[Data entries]
※ ※ ※

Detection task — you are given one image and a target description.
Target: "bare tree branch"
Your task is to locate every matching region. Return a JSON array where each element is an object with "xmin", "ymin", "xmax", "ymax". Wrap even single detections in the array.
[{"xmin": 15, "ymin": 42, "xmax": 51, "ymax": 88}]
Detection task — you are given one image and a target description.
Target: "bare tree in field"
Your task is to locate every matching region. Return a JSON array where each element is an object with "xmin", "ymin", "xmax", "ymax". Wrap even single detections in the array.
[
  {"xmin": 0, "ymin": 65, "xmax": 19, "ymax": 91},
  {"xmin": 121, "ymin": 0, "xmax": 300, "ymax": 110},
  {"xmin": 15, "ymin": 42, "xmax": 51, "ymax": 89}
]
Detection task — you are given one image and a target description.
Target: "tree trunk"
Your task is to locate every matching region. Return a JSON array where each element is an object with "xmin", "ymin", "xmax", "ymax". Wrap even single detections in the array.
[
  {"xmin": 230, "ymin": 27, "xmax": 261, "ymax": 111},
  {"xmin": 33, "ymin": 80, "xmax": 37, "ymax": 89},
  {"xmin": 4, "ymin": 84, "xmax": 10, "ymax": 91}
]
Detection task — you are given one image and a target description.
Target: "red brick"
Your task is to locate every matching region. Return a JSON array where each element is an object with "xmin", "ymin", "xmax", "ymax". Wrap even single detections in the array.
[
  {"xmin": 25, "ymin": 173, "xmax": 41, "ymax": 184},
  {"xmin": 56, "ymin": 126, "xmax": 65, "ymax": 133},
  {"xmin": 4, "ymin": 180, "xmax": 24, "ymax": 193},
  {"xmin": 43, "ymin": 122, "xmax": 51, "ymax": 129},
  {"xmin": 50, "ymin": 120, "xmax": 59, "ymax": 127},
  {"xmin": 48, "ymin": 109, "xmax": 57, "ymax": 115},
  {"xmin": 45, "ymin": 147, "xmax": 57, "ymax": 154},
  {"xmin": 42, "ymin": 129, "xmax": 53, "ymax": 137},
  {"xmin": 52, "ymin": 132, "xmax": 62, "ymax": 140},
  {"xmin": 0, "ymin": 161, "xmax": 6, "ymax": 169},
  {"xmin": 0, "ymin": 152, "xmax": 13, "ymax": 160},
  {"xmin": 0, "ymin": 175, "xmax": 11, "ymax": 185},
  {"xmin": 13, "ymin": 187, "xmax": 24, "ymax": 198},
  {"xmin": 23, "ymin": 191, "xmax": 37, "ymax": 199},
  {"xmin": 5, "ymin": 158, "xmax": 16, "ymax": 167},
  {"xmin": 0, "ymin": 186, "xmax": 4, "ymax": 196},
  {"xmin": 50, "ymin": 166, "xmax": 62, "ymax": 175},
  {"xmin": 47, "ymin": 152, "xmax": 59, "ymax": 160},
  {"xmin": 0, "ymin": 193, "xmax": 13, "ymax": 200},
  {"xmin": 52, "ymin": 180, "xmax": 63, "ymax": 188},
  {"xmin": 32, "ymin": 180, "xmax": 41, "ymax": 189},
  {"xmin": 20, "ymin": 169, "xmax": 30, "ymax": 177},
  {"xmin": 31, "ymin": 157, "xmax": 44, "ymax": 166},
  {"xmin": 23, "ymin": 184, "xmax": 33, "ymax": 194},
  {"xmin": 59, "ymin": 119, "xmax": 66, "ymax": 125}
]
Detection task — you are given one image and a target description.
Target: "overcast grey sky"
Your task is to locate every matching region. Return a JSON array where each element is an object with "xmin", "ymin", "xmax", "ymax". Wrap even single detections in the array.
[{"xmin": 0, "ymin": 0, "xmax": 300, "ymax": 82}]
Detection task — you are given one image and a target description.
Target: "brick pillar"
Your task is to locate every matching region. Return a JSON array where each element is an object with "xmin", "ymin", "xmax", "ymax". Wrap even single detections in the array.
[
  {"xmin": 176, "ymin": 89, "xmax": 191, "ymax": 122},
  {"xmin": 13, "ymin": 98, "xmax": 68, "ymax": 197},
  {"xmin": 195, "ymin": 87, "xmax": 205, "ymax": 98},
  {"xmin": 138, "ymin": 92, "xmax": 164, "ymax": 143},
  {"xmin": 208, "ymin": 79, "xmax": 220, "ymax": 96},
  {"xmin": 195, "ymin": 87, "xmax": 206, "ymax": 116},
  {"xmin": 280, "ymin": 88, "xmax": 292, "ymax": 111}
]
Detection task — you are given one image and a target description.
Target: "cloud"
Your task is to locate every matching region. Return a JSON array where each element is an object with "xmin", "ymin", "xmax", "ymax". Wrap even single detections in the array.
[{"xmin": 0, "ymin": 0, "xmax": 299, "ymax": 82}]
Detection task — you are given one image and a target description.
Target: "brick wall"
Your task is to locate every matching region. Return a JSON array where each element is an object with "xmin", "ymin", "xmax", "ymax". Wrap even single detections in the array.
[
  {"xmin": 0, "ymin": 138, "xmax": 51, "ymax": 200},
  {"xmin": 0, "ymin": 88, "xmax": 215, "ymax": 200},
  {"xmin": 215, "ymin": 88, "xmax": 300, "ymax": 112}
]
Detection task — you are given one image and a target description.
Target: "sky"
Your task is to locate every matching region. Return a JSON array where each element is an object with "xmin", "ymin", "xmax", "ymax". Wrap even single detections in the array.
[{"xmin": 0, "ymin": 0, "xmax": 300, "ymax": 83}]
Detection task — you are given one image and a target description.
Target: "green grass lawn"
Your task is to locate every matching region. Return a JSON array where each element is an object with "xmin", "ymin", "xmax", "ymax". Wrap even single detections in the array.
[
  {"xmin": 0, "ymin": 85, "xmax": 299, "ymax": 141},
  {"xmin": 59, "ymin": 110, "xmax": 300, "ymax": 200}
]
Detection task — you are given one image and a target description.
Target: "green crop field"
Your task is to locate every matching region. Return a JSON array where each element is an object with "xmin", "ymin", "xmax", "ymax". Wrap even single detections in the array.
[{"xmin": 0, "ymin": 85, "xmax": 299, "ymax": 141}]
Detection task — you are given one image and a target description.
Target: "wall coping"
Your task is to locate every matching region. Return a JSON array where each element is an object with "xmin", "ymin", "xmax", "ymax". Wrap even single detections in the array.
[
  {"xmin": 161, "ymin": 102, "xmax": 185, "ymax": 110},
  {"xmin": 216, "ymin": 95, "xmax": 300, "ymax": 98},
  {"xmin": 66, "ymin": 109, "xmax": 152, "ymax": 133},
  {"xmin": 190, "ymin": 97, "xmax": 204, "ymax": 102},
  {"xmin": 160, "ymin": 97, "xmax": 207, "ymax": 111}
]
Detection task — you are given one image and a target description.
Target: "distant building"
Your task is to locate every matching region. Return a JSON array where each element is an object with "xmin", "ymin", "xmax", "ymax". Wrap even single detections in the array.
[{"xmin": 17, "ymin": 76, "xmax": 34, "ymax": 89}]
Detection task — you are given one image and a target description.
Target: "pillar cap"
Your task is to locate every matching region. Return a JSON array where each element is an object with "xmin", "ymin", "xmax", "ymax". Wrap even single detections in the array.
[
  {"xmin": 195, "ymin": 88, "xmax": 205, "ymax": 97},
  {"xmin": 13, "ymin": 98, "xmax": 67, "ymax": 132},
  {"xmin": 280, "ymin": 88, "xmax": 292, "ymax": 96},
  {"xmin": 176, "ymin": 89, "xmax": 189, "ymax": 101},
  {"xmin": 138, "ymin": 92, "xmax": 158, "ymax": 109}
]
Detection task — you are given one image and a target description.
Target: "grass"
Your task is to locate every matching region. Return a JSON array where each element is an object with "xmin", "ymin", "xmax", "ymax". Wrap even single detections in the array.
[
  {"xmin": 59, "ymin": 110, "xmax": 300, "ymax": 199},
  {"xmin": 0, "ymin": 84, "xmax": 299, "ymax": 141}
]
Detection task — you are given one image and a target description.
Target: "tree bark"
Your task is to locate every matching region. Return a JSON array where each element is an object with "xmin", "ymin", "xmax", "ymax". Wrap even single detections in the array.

※ ※ ※

TASK OBJECTIVE =
Your answer should consist of each line above in which "tree" appears.

EXPECTED OUTPUT =
Target: "bare tree branch"
Target: "bare tree in field"
Target: "tree trunk"
Target: "tree bark"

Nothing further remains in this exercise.